# [Document]

------------------------------------------------------------

EXHIBIT 99.1


                            [VALLEY BANK LETTERHEAD]


                               _____________, 1994



Shareholders of Valley Commercial Bank


Dear Shareholder:

          A Special Meeting of the Shareholders of Valley Commercial Bank
("Valley Bank") has been called for 10:00 a.m., Pacific Time, on
________________, 1994, at the offices of Valley Bank located at 615 Sixth
Street, Clarkston, Washington.

          The purpose of the Special Meeting is to consider and act upon an
Agreement and Plan of Reorganization (the "Plan of Reorganization") among West
One Bancorp ("West One"), West One Bank, Washington ("West One-Washington") and
Valley Bank.

          If the Plan of Reorganization is approved, and all conditions are met,
the Plan of Reorganization will result in the merger of Valley Bank into West
One-Washington, a wholly-owned subsidiary of West One.  Upon consummation of the
Plan of Reorganization, each holder of Valley Bank's Common Stock will, upon
surrender of the shareholder's stock certificate, be entitled to receive in
exchange for each share held as of the effective date of the Plan of
Reorganization, that number of shares of West One Common Stock calculated by
dividing the $11,676,250 purchase price (plus certain accretions as described in
the Plan of Reorganization) by the average closing price (as defined in the Plan
of Reorganization) of West One Common Stock and by further dividing the number
so reached by the number of shares of Valley Bank Common Stock issued and
outstanding as of the effective date of the merger.  No fractional shares of
West One Common Stock will be issued.  Instead, cash in an amount equal to the
fractional part of a share multiplied by the average closing price of West One
Common Stock (as determined under the Plan of Reorganization) will be paid to
Valley Bank shareholders.

------------------------------------------------------------

Saved entries:
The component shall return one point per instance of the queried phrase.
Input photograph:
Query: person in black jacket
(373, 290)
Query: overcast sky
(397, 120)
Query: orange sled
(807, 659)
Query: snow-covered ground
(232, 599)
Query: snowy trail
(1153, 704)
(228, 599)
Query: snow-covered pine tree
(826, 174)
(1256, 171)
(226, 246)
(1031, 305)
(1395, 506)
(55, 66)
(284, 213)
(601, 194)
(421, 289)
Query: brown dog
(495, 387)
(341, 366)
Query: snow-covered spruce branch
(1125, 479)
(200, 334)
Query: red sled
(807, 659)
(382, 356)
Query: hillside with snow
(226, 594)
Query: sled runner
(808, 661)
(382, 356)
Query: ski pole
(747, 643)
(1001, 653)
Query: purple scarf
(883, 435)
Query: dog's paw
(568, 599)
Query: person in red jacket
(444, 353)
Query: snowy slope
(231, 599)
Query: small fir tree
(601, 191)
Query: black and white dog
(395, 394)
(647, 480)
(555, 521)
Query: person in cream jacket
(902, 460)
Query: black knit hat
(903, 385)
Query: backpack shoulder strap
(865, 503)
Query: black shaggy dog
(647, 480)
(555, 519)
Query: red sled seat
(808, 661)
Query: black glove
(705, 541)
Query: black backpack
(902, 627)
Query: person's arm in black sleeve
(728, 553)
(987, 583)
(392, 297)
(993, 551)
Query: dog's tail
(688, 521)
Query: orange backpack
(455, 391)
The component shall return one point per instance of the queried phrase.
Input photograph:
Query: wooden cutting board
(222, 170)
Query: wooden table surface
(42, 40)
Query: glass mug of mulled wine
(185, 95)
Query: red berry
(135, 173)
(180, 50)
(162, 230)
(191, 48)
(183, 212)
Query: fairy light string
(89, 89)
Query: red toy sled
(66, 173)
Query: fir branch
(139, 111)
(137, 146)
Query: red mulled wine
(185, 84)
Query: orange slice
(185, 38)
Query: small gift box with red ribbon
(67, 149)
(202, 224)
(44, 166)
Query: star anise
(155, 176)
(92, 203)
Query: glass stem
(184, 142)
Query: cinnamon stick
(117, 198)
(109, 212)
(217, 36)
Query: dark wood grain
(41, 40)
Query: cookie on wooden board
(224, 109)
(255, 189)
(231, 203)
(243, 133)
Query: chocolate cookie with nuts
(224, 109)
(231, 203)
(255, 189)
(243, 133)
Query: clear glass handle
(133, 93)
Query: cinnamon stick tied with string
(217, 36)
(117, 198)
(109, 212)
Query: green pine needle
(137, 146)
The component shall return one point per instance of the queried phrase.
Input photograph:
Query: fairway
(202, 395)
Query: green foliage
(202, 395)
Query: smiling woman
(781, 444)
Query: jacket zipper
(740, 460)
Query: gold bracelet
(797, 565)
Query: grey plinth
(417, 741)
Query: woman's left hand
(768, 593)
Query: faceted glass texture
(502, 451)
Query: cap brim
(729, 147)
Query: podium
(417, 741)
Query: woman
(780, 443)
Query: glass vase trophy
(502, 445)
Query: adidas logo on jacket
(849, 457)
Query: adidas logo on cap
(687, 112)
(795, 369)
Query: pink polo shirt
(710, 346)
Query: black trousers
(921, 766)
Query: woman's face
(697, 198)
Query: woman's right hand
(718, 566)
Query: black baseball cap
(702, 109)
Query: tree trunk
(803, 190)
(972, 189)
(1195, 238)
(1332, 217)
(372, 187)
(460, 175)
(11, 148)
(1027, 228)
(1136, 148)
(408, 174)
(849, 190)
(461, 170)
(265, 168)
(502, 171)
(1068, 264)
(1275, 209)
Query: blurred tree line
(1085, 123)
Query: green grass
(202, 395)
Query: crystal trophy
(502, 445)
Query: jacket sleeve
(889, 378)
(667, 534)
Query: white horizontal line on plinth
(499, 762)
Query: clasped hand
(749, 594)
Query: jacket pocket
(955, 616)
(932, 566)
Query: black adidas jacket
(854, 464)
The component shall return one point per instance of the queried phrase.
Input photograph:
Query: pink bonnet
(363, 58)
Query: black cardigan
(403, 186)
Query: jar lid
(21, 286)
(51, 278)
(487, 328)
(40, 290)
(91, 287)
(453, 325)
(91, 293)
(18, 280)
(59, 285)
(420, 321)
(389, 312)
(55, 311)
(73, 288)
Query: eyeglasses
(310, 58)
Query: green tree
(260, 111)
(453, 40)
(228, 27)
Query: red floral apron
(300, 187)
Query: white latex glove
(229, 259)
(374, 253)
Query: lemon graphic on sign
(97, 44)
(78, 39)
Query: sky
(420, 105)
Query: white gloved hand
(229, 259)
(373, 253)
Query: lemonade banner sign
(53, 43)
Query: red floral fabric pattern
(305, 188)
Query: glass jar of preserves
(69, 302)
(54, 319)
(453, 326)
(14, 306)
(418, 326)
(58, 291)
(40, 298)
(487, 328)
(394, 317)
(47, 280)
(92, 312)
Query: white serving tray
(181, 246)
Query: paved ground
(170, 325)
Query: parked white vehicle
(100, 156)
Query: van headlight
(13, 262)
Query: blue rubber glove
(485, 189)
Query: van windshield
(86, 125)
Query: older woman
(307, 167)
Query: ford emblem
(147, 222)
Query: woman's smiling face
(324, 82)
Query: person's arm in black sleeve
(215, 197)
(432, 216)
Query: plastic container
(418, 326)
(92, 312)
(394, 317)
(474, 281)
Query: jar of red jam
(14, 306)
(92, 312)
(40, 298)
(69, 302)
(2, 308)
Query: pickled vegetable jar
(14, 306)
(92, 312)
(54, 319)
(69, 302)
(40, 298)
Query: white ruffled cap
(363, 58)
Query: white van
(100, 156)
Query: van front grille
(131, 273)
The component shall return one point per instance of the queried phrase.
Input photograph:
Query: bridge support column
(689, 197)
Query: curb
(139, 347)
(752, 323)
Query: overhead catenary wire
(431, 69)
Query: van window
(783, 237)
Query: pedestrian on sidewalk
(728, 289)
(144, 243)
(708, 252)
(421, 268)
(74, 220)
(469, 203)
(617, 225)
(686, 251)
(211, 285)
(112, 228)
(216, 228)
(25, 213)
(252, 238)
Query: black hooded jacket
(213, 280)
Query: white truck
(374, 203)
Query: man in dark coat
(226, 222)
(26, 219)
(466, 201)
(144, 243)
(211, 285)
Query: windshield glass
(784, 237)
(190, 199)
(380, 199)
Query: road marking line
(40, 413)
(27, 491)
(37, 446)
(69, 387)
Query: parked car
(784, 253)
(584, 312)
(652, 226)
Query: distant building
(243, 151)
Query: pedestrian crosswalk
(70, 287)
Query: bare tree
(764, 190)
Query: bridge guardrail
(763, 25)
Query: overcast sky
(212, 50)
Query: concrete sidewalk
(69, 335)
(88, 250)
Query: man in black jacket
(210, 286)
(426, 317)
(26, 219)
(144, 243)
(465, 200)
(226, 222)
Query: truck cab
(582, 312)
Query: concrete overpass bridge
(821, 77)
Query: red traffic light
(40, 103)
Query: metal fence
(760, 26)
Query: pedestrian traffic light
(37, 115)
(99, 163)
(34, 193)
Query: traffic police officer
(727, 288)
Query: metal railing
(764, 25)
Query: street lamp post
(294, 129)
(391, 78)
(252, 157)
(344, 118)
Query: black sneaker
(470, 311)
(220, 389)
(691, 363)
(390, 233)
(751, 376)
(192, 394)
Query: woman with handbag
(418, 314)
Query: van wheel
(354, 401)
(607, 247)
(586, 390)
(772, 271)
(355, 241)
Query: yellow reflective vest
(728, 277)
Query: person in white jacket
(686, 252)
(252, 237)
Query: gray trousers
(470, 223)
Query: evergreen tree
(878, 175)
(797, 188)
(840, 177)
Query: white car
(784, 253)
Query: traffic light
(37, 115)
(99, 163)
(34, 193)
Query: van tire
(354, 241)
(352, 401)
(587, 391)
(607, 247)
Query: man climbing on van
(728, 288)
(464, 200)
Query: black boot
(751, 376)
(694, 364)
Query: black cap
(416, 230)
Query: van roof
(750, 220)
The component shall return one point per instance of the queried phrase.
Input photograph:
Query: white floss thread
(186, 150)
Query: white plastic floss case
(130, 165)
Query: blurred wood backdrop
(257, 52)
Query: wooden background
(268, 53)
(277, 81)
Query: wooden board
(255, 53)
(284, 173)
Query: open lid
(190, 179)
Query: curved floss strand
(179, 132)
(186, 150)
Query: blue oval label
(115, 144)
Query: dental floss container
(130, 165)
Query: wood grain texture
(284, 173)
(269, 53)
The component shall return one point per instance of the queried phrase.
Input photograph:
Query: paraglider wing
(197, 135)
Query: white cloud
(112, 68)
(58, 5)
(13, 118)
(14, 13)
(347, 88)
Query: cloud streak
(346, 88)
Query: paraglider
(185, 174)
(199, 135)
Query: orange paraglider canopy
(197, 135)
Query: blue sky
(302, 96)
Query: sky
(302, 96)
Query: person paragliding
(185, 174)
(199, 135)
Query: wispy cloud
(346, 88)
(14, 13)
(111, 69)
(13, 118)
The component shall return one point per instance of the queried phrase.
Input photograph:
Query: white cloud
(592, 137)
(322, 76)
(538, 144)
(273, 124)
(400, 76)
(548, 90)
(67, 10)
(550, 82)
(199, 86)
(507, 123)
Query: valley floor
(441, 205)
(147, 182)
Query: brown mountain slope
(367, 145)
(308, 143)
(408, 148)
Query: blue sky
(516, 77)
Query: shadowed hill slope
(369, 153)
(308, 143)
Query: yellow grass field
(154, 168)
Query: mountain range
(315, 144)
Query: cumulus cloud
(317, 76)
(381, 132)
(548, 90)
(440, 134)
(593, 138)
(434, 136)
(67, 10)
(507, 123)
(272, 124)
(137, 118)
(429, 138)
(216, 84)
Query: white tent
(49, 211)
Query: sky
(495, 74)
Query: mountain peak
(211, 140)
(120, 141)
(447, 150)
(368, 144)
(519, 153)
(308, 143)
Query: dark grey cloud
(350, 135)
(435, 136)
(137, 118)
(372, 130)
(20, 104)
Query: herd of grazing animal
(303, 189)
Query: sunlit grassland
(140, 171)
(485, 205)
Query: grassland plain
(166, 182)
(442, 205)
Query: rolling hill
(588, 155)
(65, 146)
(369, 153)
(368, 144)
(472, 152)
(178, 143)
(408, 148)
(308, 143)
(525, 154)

------------------------------------------------------------

Summarize the shareholder letter in two sentences. The items were gathered from a separate source and are unrelated to the shareholder letter.

Valley Commercial Bank has called a special shareholder meeting at its offices in Clarkston, Washington, to consider an Agreement and Plan of Reorganization among West One Bancorp, West One Bank, Washington, and Valley Bank. If the plan is approved and all conditions are met, Valley Bank will merge into West One-Washington, and its shareholders will receive West One Common Stock under a formula based on the $11,676,250 purchase price, with cash paid in place of fractional shares.